05 Agosto 2021
"Ontem eu me perguntava qual era o motivo de manter a palavra raça - cuja verdade histórica, se existiu, se exauriu - nos documentos da comunidade europeia, e a única resposta razoável que me dei é a introjeção, de um impulso de mercificação para preservar e criar caixas para inserir os seres vivos para que depois possam ser trocados uns com os outros, intercambiáveis, como as cédulas de dinheiro. São, aliás, nós somos, o único recurso natural ainda amplamente disponível no planeta, nossa reprodução custa algumas calorias, mas nos dá prazer. Portanto, somos exploráveis. Nós colonizadores de nós mesmos, como sempre, mas mais do que nunca. Portanto, precisamos dos rótulos, das caixas, da raça", escreve Chiara Valerio, em artigo publicado por La Repubblica, 31-07-2021. A tradução é de Luisa Rabolini.
Você já jogou com uma bola invisível e um árbitro que pode gritar "Fora!" à vontade?
Assim é a raça. Em uma enciclopédia chinesa que existe apenas em um conto de Borges, aparece uma classificação de animais. Que se dividem em "aqueles que pertencem ao imperador", as sereias, os leitões, os fabulosos, os treinados, outros rótulos e, por fim, "aqueles que de longe parecem moscas". Para mim, todos os seres humanos pertencem à última categoria. Aqueles que de longe parecem moscas. Por outro lado, como já lemos nos livros escolares, somos uma espécie sem raças. A raça é uma invenção cultural.
Já que, no entanto, estamos em um ponto da história humana em que a nossa natureza e a nossa cultura tendem a coincidir, é correto observar as coisas a partir daquela que é a característica específica da nossa espécie e que nos assemelha às máquinas calculadoras: a linguagem.
Na capa deste jornal ontem Maurizio Molinari escreveu sobre um e-mail recebido por todos os jornalistas da redação sobre dados sensíveis que poderiam ser objeto de atenção. Um desses dados sensíveis era 'a origem racial ou étnica'.
Embora o e-mail tenha sido um erro burocrático, o que se lia nele, e em particular "a origem racial ou étnica" é uma fórmula que está no texto do regulamento da UE 2016/679, presente no Código de Privacidade da nossa República pelo decreto 101 de 2018. Raça, observou Molinari, é uma das palavras que polui a nossa linguagem. Além disso, o artigo 3 da Constituição italiana afirma: "Todos os cidadãos têm igual dignidade social e são iguais perante a lei, sem distinção de sexo, raça, língua, religião, opiniões políticas, condições pessoais e sociais".

::::::::::

■ Pedido escrito 1 ■
Por favor, liste as distinções que, segundo o artigo 3 da Constituição italiana citado no texto exibido, não podem afetar a igualdade dos cidadãos perante a lei.
O texto exibido e a listagem são materiais independentes entre si.

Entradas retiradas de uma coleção

::::::::::

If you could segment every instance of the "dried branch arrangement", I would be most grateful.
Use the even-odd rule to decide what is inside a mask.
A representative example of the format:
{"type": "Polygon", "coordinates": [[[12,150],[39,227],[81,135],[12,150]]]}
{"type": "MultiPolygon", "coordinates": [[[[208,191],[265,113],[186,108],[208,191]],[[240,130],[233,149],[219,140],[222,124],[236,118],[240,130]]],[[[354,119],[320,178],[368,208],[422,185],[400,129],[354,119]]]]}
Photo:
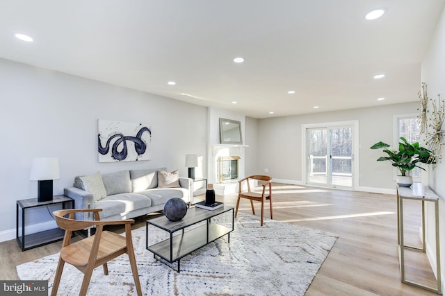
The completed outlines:
{"type": "Polygon", "coordinates": [[[442,125],[445,119],[445,103],[437,95],[437,103],[432,102],[432,111],[431,116],[428,119],[428,132],[426,132],[426,143],[430,146],[431,150],[430,157],[434,157],[435,163],[442,162],[442,146],[445,145],[444,142],[444,132],[442,132],[442,125]]]}
{"type": "Polygon", "coordinates": [[[422,134],[426,132],[427,130],[427,107],[428,104],[428,94],[426,82],[422,82],[422,89],[417,93],[420,98],[420,114],[417,116],[420,123],[420,132],[422,134]]]}

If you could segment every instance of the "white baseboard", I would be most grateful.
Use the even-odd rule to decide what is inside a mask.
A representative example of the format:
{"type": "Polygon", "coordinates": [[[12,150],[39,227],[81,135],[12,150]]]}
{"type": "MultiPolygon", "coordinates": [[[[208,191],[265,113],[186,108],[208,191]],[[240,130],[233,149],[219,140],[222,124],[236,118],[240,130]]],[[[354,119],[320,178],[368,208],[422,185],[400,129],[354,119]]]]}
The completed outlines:
{"type": "MultiPolygon", "coordinates": [[[[52,229],[56,227],[57,227],[56,221],[51,220],[31,225],[26,225],[25,230],[26,234],[29,234],[43,232],[44,230],[52,229]]],[[[15,228],[0,232],[0,242],[15,239],[15,228]]],[[[19,236],[22,236],[22,233],[19,234],[19,236]]]]}

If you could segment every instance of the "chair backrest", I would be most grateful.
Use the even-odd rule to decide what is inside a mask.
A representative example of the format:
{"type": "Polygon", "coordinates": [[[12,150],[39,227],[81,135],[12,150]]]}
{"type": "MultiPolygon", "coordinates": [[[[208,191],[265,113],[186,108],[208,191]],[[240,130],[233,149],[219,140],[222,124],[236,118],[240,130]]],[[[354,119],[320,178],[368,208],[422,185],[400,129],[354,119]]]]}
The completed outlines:
{"type": "Polygon", "coordinates": [[[254,175],[252,176],[249,176],[248,177],[248,178],[249,179],[255,179],[259,181],[266,181],[266,182],[271,182],[272,181],[272,177],[269,177],[269,176],[265,176],[265,175],[254,175]]]}
{"type": "Polygon", "coordinates": [[[97,221],[99,220],[99,213],[98,211],[102,211],[102,209],[97,209],[97,211],[95,211],[95,218],[96,220],[94,221],[86,221],[83,220],[75,220],[74,219],[74,214],[78,212],[86,212],[91,211],[90,210],[83,211],[83,210],[73,210],[73,209],[63,209],[54,211],[53,214],[54,215],[54,219],[56,220],[56,223],[57,223],[57,226],[63,230],[67,230],[70,232],[75,232],[77,230],[84,229],[86,228],[91,227],[97,224],[97,221]],[[68,215],[68,217],[66,218],[65,216],[68,215]]]}
{"type": "Polygon", "coordinates": [[[266,186],[267,185],[269,185],[269,193],[270,193],[269,194],[271,194],[270,184],[272,183],[272,177],[266,175],[252,175],[251,176],[246,177],[244,179],[241,179],[238,180],[238,182],[239,182],[239,186],[238,186],[239,193],[241,193],[243,191],[242,183],[244,181],[246,181],[248,184],[248,192],[251,192],[250,182],[249,182],[250,179],[254,179],[254,180],[258,180],[258,184],[263,186],[263,193],[264,193],[266,186]]]}

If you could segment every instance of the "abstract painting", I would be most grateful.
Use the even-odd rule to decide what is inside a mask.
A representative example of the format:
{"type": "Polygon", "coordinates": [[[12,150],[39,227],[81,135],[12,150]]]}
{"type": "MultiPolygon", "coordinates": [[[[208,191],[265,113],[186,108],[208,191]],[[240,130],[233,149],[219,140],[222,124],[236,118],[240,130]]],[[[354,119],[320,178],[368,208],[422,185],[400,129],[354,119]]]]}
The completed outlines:
{"type": "Polygon", "coordinates": [[[99,162],[150,159],[152,129],[148,125],[99,119],[97,128],[99,162]]]}

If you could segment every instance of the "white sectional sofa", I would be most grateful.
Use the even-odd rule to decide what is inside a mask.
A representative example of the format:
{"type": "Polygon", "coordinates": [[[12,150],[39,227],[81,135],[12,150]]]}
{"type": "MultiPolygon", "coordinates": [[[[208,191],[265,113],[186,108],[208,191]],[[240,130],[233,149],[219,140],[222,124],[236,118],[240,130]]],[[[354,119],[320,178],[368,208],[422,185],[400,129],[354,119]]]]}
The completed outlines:
{"type": "MultiPolygon", "coordinates": [[[[190,202],[192,182],[165,168],[97,172],[76,177],[74,186],[65,188],[65,195],[74,200],[76,209],[102,209],[102,220],[129,219],[162,210],[172,198],[190,202]]],[[[87,214],[80,215],[76,218],[91,219],[87,214]]]]}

::::::::::

■ Pedido escrito 2 ■
Selecione na listagem todas as linhas em que aparece a palavra "segment".

■ Resposta completa 1 ■
Sexo, raça, língua, religião, opiniões políticas, condições pessoais e sociais.

■ Resposta completa 2 ■
If you could segment every instance of the "dried branch arrangement", I would be most grateful.
If you could segment every instance of the "white baseboard", I would be most grateful.
If you could segment every instance of the "chair backrest", I would be most grateful.
If you could segment every instance of the "abstract painting", I would be most grateful.
If you could segment every instance of the "white sectional sofa", I would be most grateful.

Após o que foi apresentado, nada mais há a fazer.